Komunis atau Islam Kanan
Setelah perdebatan dalam Konstituante tersebut, tuntutan menjadikan Islam sebagai dasar negara agak mereda. Bagi Deliar Noer, pakar sejarawan politik senior, hal ini menunjukkan, meski dari sisi nama tidak terwujud negara Islam di Indonesia, tetapi dari sisi isi masyarakat dan negara perlu menegakkan dan menghayati ajaran Islam. “Yang dikehendaki umat Islam adalah meresapkan ajaran Islam di dalam masyarakat melalui Islamisasi yang berlahan-lahan,” ungkapnya.
Menurut Deliar Noer, hubungan antara Islam dan Pancasila memang masalah yang sensitif bagi umat Islam. Pemimpin Islam yang sejak awal keberatan menerima Pancasila, karena adanya kekhawatiran jika Pancasila menempati tempat lebih tinggi daripada agama. Sebab, bagi kalangan nasionalis Islam, Pancasila memang hanyalah satu kelompok lima kebaikan. “Apakah ia disejajarkan atau bahkan disubordinasikan kepada Pancasila,” urainya.

=====

### Latihan
Lanjutkan teks tentang Islam dan Pancasila di atas, mulai setelah kalimat terakhir yang tertera.

### Data Mentah
=====

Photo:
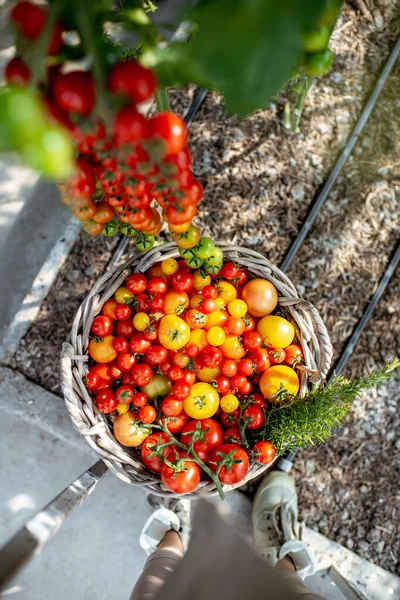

=====

### Jawaban Latihan
Malah, menurut almarhum M Rusli Karim, Pancasila telah dipergunakan oleh Soekarno dan Soeharto sebagai senjata ideologis untuk menentukan batas-batas perdebatan politik yang bisa diterima. Soekarno menggunakannya untuk melawan gagasan negara Islam, sedangkan Soeharto menggunakannya untuk tujuan anti-Islam dan anti-Komunis. Bahkan, pada akhir 1970-an, Pancasila telah disamakan oleh pemerintahan Soeharto dengan nilai-nilai pribumi tradisional untuk keharmonisan sosial, kesepakatan politik, dan norma-norma budaya. “Bahkan siapa yang menentang Pancasila akan dicap, baik sebagai komunis atau ekstremis Islam,” jelasnya.
Puncak dari keberhasilan Orde Baru dalam memonopoli Pancasila adalah kebijakannya yang memaksakan Pancasila sebagai asas tunggal pada setiap partai politik maupun organisasi kemasyarakatan. Kebijakan ini membuat umat Islam memasuki konflik yang paling rumit, baik di internal maupun dengan pemerintah, dalam memperdebatkan pergantian asas itu. Pada mulanya hampir semua partai dan ormas Islam menolak kebijakan itu, tetapi rezim tetap memaksakan kebijakannya itu. Sebab, mereka khawatir bahwa pergantian asas itu, Islam akan kehilangan eksistensinya dalam seluruh konteks kehidupan. Akankah sejarah berulang? (Ainur R Sophiaan/Z Abidin/M Kholid)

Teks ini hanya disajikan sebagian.